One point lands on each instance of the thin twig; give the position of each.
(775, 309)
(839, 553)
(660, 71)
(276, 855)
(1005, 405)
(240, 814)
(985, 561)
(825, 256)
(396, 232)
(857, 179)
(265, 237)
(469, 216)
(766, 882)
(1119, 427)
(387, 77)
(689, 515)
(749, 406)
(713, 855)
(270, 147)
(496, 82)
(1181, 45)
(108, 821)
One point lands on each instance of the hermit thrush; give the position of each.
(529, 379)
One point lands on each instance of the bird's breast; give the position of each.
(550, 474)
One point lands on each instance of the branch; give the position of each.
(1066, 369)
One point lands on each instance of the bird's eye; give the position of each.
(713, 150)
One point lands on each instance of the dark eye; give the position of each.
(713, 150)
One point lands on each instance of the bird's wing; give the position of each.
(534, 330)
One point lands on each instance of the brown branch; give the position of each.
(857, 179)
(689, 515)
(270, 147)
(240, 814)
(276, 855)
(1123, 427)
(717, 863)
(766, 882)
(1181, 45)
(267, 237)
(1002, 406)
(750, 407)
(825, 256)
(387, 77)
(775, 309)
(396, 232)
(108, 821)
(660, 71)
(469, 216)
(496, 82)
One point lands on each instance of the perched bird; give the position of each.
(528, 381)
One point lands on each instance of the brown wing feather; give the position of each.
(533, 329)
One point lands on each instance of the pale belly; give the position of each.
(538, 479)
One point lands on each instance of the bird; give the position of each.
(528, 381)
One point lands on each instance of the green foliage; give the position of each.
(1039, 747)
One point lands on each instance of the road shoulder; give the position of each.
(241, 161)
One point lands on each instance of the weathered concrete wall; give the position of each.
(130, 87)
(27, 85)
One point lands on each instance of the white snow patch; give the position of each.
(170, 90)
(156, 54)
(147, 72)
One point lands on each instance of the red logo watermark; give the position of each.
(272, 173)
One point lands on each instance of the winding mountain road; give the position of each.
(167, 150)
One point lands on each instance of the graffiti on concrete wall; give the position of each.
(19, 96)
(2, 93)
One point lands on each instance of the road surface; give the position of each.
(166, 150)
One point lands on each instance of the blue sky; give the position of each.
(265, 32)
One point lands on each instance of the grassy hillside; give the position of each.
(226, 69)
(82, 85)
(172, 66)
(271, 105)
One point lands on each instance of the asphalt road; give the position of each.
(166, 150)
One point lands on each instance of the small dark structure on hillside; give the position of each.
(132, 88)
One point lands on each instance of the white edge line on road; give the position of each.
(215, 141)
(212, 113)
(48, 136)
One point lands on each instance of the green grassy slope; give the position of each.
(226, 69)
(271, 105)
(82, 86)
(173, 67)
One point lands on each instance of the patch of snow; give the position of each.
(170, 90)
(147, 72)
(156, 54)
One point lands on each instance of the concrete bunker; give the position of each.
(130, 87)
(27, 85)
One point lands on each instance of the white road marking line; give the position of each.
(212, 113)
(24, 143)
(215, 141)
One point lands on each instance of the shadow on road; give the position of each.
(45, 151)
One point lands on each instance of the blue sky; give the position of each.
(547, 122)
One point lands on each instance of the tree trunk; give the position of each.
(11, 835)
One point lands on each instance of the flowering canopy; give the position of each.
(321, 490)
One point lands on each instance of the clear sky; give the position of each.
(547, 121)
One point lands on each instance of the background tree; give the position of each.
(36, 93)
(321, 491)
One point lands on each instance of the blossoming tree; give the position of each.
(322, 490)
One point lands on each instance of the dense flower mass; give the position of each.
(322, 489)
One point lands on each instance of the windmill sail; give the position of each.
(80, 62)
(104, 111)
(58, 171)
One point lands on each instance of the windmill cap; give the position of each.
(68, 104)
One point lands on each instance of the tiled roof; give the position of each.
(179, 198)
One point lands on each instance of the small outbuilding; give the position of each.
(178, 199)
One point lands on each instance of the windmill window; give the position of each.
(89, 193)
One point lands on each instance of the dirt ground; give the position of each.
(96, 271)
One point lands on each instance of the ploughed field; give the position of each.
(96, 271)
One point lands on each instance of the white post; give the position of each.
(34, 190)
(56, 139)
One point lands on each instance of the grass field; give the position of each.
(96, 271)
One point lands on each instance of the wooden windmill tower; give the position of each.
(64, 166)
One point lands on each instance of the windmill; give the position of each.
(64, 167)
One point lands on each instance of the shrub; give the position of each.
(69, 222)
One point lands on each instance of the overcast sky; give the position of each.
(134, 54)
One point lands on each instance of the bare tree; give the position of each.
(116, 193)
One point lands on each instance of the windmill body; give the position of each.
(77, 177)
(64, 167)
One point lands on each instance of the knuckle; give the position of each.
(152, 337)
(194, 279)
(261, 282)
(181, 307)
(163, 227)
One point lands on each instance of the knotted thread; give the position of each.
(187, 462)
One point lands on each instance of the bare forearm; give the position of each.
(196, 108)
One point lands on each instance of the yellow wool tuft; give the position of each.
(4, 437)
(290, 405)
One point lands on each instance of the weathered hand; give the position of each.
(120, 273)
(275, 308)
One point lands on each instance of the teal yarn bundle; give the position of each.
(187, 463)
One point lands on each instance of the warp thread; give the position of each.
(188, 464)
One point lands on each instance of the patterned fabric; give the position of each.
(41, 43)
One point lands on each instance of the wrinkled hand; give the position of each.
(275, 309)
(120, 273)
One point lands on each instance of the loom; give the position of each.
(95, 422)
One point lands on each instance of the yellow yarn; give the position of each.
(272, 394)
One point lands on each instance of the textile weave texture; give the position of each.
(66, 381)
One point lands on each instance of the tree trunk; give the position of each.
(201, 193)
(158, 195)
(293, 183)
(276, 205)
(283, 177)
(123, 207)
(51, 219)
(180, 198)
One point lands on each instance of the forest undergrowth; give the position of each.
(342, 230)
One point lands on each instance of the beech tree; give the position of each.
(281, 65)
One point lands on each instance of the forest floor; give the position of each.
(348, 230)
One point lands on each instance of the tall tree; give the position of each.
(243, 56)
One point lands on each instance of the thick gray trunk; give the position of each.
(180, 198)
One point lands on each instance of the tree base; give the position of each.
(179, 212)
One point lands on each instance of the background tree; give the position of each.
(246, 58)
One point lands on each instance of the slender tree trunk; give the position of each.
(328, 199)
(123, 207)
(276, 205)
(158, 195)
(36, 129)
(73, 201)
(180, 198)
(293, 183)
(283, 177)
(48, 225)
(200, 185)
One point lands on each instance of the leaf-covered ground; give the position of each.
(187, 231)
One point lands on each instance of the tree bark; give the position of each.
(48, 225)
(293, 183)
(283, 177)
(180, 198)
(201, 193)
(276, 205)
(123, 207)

········

Work required: Each record should be transcribed exactly as it was written.

Completed exercise:
One point lands on each instance of the thin twig; give the position of each.
(775, 309)
(839, 553)
(660, 71)
(276, 855)
(1005, 405)
(240, 814)
(985, 561)
(825, 256)
(396, 232)
(857, 179)
(265, 237)
(469, 216)
(766, 882)
(1119, 427)
(387, 77)
(689, 515)
(749, 406)
(713, 855)
(270, 147)
(496, 82)
(1181, 45)
(108, 821)
One point lands on each instance of the hermit thrush; give the position of each.
(529, 379)
One point lands on each instance of the bird's breast; give the position of each.
(550, 474)
One point lands on each instance of the branch; give the position of each.
(1066, 369)
One point lands on each instance of the bird's eye; give the position of each.
(713, 150)
One point lands on each instance of the dark eye; give the position of each.
(713, 150)
One point lands on each instance of the bird's wing; give the position of each.
(534, 330)
One point lands on each instance of the brown branch; give the position of each.
(857, 179)
(689, 515)
(270, 147)
(240, 814)
(276, 855)
(1123, 427)
(717, 863)
(766, 882)
(1181, 45)
(267, 237)
(1002, 406)
(750, 407)
(825, 256)
(387, 77)
(775, 309)
(396, 232)
(108, 821)
(660, 71)
(469, 216)
(496, 82)
One point lands on each instance of the perched bird; give the position of each.
(528, 381)
One point lands on each instance of the brown wing feather; give the position of each.
(533, 329)
One point lands on each instance of the pale belly; give the position of each.
(538, 479)
One point lands on each instance of the bird; give the position of each.
(528, 381)
One point lands on each instance of the green foliage; give the position of each.
(1039, 747)
One point lands on each instance of the road shoulder; give the position of each.
(241, 161)
One point lands on each instance of the weathered concrete wall; give the position of each.
(130, 87)
(27, 85)
One point lands on each instance of the white snow patch; give the position of each.
(170, 90)
(156, 54)
(147, 72)
One point lands on each instance of the red logo watermark; give the position of each.
(272, 173)
One point lands on each instance of the winding mountain road; give the position of each.
(167, 150)
One point lands on each instance of the graffiti on concrete wall; give the position of each.
(19, 96)
(2, 93)
One point lands on each instance of the road surface; give the position of each.
(166, 150)
One point lands on each instance of the blue sky; give the position of each.
(265, 32)
One point lands on each instance of the grassy hillside; give the position of each.
(226, 69)
(82, 85)
(172, 66)
(271, 105)
One point lands on each instance of the asphalt road; give the position of each.
(166, 150)
One point lands on each instance of the small dark structure on hillside; give the position of each.
(132, 88)
One point lands on each instance of the white edge line on road; give the position of each.
(215, 141)
(212, 113)
(48, 136)
One point lands on each instance of the green grassy slope; give the position of each.
(226, 69)
(271, 105)
(82, 86)
(173, 67)
One point lands on each instance of the patch of snow; give the position of each.
(170, 90)
(147, 72)
(156, 54)
One point lands on each instance of the concrete bunker; give the position of each.
(130, 87)
(27, 85)
One point lands on each instance of the white road marking line; give the position of each.
(212, 113)
(24, 143)
(215, 141)
One point lands on each instance of the shadow on road; give the position of each.
(45, 151)
One point lands on each instance of the blue sky; give the position of each.
(547, 122)
One point lands on each instance of the tree trunk; give the position of each.
(11, 835)
One point lands on each instance of the flowering canopy; give the position of each.
(321, 490)
One point lands on each instance of the clear sky; give the position of each.
(547, 121)
One point lands on each instance of the background tree; give the position of each.
(36, 93)
(321, 491)
One point lands on each instance of the blossoming tree; give the position of each.
(322, 490)
One point lands on each instance of the dense flower mass; give the position of each.
(322, 489)
One point lands on each instance of the windmill sail; give the position of each.
(80, 62)
(104, 111)
(58, 171)
One point lands on each instance of the windmill cap; give the position of each.
(68, 104)
One point lands on each instance of the tiled roof; give the position of each.
(179, 198)
One point lands on each instance of the small outbuilding; give the position of each.
(178, 199)
One point lands on each instance of the windmill window; give the position of each.
(89, 193)
One point lands on each instance of the dirt ground; give the position of each.
(96, 271)
One point lands on each instance of the ploughed field; give the position of each.
(96, 271)
One point lands on each instance of the white post; give the position of each.
(34, 190)
(56, 139)
One point lands on each instance of the grass field; give the position of each.
(96, 271)
One point lands on each instance of the wooden windmill tower; give the position of each.
(64, 166)
One point lands on each instance of the windmill; give the position of each.
(64, 167)
One point lands on each instance of the shrub; give the position of each.
(69, 222)
One point lands on each instance of the overcast sky; give the position of each.
(134, 54)
One point lands on each instance of the bare tree; give the position of each.
(116, 193)
One point lands on each instance of the windmill body; give the position of each.
(77, 177)
(64, 167)
One point lands on each instance of the knuckle; give the position of each.
(152, 337)
(194, 279)
(261, 282)
(181, 307)
(163, 227)
One point lands on each instance of the knotted thread; give the position of each.
(187, 462)
One point lands on each instance of the bare forearm; give the position of each.
(196, 108)
One point lands on each instance of the yellow wool tuft; give the position of each.
(4, 437)
(290, 405)
One point lands on each instance of the weathered hand; give the position of each.
(120, 273)
(275, 308)
One point lands on each instance of the teal yarn bundle; give the position of each.
(187, 463)
One point lands on each instance of the warp thread; give the position of each.
(188, 464)
One point lands on each instance of the patterned fabric; give the position of each.
(41, 43)
One point lands on each instance of the wrinkled hand; give the position of each.
(275, 309)
(120, 273)
One point lands on each instance of the loom; give the position of each.
(95, 422)
One point lands on each instance of the yellow yarn; give the position of each.
(272, 394)
One point lands on each instance of the textile weave texture; give the position of each.
(66, 381)
One point lands on each instance of the tree trunk; give the position of each.
(201, 193)
(158, 195)
(293, 183)
(276, 205)
(283, 177)
(123, 207)
(51, 219)
(180, 198)
One point lands on each instance of the forest undergrowth; give the position of each.
(342, 230)
One point lands on each instance of the beech tree; give the position of each.
(281, 65)
One point lands on each instance of the forest floor; give the position of each.
(348, 230)
One point lands on each instance of the tall tree; give the position of each.
(243, 56)
One point lands on each instance of the thick gray trunk; give the position of each.
(180, 198)
One point lands on each instance of the tree base; give the position of each.
(179, 212)
One point lands on each instance of the background tree; give the position of each.
(246, 58)
One point lands on each instance of the slender tree trunk; give the position of each.
(328, 199)
(123, 207)
(276, 205)
(158, 195)
(36, 129)
(73, 201)
(180, 198)
(293, 183)
(283, 177)
(48, 225)
(200, 185)
One point lands on each instance of the leaf-covered ground; give the position of each.
(187, 231)
One point lands on each instance of the tree bark; give the position of each.
(48, 225)
(293, 183)
(283, 177)
(180, 198)
(201, 193)
(276, 205)
(123, 207)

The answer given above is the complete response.